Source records
# # # #
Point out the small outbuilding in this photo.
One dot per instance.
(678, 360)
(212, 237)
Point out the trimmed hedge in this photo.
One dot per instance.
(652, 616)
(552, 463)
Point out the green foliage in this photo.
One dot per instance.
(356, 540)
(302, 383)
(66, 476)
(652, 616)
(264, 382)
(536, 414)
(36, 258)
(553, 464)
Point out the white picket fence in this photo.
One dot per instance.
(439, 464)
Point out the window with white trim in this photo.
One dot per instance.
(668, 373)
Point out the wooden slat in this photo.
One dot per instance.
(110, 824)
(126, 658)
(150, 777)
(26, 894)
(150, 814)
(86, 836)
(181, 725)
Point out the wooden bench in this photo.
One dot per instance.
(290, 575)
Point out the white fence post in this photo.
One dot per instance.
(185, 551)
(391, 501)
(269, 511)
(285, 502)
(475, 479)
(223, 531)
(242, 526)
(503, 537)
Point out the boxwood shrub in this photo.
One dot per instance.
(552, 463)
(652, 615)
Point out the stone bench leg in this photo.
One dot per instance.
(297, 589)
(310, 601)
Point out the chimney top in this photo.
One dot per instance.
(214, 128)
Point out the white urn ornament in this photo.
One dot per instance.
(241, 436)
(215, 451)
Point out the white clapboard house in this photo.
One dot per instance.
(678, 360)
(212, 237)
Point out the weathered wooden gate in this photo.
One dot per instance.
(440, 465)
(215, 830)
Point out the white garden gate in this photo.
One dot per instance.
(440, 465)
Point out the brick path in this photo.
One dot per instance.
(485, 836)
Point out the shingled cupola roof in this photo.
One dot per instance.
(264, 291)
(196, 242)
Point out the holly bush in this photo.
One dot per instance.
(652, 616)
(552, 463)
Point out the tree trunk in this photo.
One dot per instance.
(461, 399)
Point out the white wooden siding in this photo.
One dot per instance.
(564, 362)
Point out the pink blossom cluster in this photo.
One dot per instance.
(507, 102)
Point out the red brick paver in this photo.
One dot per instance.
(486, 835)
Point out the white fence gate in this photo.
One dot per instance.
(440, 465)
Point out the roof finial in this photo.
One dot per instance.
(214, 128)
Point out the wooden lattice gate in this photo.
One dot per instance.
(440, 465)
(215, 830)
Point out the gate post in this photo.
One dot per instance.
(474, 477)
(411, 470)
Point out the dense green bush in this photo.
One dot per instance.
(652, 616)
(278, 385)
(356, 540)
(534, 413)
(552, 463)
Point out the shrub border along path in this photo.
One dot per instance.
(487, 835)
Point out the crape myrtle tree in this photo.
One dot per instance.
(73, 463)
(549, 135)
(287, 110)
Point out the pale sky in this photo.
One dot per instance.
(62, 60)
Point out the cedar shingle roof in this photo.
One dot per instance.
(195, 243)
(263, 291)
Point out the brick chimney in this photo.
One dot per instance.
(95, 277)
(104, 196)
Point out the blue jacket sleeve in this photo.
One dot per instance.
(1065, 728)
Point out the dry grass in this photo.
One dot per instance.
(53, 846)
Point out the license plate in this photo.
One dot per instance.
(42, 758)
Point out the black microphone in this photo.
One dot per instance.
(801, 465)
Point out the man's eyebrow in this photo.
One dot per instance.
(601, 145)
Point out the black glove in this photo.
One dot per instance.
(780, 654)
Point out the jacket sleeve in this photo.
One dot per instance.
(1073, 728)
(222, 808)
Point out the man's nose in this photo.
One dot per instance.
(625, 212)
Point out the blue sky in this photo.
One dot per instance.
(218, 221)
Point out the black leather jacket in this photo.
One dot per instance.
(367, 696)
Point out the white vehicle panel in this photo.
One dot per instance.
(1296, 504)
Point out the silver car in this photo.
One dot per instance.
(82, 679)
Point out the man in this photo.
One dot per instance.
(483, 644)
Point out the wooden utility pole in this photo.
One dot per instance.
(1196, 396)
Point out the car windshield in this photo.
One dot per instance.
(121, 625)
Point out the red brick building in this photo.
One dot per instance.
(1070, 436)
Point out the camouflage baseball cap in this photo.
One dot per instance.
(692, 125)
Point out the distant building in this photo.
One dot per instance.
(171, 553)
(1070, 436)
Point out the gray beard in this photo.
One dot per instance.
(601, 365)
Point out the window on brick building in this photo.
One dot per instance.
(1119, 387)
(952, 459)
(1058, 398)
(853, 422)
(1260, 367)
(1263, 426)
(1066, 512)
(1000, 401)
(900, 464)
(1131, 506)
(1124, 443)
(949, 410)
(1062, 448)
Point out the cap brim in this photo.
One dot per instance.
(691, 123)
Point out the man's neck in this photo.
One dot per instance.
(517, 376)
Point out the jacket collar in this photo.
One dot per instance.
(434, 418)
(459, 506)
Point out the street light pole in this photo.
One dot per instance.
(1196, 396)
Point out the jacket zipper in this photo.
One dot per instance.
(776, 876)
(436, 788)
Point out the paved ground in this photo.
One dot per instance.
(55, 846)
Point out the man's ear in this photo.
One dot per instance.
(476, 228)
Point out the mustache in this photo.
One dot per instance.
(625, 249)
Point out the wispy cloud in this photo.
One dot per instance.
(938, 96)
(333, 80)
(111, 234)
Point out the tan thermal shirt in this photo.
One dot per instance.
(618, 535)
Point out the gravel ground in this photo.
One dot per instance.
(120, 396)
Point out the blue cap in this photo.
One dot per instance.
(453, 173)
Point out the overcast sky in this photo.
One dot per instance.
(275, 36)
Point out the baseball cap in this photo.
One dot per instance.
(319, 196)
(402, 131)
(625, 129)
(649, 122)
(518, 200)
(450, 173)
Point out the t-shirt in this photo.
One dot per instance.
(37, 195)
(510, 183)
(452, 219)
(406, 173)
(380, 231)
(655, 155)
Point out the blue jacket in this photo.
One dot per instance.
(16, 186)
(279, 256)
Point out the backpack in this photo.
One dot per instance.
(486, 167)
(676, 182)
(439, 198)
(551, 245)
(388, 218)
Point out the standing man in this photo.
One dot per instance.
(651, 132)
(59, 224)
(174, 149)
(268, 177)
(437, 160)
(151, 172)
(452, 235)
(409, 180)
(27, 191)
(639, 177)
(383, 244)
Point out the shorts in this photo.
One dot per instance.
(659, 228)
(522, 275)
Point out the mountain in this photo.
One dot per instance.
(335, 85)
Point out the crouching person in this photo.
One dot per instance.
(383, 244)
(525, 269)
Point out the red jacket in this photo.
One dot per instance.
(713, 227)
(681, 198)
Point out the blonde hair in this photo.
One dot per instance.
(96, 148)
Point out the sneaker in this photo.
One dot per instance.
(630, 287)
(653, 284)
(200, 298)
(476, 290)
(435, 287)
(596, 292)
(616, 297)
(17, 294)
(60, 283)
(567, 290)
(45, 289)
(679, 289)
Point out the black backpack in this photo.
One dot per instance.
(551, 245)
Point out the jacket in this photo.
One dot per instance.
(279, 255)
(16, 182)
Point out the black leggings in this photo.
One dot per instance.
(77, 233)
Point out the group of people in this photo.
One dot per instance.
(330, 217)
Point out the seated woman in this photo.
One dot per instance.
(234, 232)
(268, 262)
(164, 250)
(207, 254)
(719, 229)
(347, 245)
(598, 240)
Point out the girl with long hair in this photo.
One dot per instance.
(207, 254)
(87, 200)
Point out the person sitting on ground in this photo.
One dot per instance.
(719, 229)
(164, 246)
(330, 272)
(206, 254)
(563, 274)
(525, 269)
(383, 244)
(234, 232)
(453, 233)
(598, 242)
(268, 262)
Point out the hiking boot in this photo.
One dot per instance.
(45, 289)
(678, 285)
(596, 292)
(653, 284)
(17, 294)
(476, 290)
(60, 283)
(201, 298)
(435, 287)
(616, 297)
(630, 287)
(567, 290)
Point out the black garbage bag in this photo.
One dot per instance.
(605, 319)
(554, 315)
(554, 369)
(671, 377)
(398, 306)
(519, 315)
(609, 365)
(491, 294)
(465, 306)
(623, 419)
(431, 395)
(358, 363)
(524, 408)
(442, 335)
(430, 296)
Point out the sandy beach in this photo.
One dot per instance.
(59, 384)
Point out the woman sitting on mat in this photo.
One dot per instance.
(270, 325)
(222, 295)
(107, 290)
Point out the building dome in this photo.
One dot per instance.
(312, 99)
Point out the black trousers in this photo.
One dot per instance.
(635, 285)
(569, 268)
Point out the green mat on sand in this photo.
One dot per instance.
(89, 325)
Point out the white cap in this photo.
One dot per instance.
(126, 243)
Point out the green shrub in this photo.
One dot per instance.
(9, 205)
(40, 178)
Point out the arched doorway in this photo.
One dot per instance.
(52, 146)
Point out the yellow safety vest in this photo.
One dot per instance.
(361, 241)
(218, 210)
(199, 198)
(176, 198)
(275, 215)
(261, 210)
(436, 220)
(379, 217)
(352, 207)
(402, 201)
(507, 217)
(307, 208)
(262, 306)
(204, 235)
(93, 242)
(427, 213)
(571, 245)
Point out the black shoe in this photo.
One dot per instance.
# # # #
**Task instructions**
Your answer should consist of each line of the data above in which the word "post" occurs.

**Task result**
Point out the white fence post in this photo.
Point out the gate post in this photo.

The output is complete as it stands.